-- Opening Marker --
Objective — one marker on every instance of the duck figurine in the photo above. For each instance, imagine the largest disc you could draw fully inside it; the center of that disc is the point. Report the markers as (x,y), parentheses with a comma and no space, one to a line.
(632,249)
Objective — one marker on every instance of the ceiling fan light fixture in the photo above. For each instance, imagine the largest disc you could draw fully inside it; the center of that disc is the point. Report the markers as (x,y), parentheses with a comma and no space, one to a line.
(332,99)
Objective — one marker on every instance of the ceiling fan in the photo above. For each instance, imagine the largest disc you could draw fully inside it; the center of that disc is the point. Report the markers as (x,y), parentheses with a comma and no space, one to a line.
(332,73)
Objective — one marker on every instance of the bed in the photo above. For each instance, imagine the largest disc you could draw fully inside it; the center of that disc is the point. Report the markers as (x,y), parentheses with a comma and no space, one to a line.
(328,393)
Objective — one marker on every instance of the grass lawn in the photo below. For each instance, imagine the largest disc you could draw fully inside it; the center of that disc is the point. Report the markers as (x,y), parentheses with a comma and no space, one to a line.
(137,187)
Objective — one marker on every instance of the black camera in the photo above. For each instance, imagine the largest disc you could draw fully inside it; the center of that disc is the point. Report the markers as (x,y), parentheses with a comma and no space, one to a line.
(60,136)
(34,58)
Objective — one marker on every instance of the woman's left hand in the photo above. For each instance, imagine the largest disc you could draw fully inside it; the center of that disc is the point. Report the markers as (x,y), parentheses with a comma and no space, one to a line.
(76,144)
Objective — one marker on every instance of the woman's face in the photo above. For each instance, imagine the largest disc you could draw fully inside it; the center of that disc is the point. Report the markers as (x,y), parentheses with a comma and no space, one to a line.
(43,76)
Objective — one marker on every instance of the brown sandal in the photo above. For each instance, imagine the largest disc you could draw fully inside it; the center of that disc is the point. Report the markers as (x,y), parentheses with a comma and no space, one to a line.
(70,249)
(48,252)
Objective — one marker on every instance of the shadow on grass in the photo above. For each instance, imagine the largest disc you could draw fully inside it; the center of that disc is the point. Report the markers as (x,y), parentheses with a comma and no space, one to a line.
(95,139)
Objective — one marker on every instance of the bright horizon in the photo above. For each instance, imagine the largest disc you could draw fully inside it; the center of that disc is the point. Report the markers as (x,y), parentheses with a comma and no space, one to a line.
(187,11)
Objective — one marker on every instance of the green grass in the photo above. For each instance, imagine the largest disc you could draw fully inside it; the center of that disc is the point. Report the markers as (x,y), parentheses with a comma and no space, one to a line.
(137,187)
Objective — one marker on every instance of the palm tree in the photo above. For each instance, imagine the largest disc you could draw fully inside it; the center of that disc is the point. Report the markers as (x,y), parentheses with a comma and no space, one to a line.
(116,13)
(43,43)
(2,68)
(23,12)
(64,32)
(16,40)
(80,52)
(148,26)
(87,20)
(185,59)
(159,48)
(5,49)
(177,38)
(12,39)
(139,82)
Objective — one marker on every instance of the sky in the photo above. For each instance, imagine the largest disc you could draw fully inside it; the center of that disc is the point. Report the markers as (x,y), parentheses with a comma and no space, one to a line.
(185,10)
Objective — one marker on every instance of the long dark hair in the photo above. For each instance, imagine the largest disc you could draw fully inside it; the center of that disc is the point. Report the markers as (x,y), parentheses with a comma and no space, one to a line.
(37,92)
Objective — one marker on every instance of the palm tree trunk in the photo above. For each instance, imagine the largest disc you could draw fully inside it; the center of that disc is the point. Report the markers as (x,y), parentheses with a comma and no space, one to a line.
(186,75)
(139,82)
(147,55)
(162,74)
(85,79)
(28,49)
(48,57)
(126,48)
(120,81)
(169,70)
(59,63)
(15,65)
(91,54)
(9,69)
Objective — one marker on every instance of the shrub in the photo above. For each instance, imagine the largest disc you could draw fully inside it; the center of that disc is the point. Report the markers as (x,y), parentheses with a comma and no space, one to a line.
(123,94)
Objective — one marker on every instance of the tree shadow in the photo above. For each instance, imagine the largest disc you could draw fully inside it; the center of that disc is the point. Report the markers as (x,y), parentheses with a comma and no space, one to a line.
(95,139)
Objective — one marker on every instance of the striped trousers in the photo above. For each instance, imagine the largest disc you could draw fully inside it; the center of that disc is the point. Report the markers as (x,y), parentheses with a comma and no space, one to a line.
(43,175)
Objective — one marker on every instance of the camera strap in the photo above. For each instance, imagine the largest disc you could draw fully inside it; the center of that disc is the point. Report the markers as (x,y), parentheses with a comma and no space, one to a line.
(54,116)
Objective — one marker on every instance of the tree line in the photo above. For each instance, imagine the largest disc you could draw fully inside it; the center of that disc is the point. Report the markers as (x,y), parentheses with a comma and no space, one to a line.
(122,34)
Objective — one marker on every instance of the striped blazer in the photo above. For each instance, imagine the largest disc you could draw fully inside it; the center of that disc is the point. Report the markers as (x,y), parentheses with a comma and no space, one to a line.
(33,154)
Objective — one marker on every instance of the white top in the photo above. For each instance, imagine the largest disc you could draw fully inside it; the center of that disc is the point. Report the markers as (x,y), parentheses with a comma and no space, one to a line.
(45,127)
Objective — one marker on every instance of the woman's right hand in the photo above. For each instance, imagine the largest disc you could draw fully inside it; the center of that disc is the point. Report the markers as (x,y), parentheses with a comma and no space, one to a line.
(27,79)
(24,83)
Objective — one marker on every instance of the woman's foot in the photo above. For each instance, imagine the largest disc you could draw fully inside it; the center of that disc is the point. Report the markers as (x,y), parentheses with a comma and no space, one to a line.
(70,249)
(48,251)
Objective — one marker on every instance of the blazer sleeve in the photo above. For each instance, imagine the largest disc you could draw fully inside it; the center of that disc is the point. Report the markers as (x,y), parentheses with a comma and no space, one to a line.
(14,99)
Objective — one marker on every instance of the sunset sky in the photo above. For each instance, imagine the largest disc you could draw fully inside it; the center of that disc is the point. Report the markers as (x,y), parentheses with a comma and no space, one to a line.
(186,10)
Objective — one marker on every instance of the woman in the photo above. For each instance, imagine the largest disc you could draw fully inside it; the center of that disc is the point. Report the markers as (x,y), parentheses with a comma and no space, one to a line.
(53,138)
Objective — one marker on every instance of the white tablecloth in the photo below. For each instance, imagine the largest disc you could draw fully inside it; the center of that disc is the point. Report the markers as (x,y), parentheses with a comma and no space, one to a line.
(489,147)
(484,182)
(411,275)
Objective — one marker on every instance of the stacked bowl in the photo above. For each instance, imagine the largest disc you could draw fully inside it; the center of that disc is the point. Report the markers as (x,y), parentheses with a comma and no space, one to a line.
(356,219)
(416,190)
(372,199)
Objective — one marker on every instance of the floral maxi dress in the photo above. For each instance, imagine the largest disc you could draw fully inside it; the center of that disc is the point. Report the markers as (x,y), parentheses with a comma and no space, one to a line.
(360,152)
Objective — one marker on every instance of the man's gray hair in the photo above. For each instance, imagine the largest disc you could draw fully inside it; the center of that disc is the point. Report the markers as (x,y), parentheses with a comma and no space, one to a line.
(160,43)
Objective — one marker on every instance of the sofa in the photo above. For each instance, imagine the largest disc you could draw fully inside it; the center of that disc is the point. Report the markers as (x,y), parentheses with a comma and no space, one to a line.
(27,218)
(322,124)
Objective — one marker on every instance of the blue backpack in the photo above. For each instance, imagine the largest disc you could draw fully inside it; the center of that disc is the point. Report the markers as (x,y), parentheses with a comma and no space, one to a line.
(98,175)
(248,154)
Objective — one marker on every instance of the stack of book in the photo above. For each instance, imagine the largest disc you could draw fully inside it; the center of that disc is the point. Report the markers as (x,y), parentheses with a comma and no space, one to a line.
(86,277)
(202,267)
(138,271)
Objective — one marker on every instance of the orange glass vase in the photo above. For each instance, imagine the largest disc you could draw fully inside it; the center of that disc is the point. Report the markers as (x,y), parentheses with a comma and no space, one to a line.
-- Closing Marker --
Your assignment. Only the lines from the one that contains "Objective — one marker on every instance of the blue" to the end of the entries above should be given again, exactly and in full.

Solution for this exercise.
Objective — one marker on every instance of the blue backpack in the photo above. For each instance, imagine the largest disc you could draw fully inside it; the center of that disc is the point. Report the markers as (x,y), parentheses with a comma and no space, one to a line.
(98,175)
(248,154)
Objective — one marker on every instance of the stack of book in the photo above. For each instance, imagine the largest disc you could draw fully inside it; the center of that disc is the point. Report the markers as (x,y), parentheses with a comma and no space, one to a line.
(86,277)
(202,267)
(138,271)
Objective — one marker on every instance of the orange glass vase in the photo above. For each instance, imagine the largest disc you could draw fully inside it; the center of that disc is the point. Report the markers as (x,y), parentheses with a comma and no space, one to a line.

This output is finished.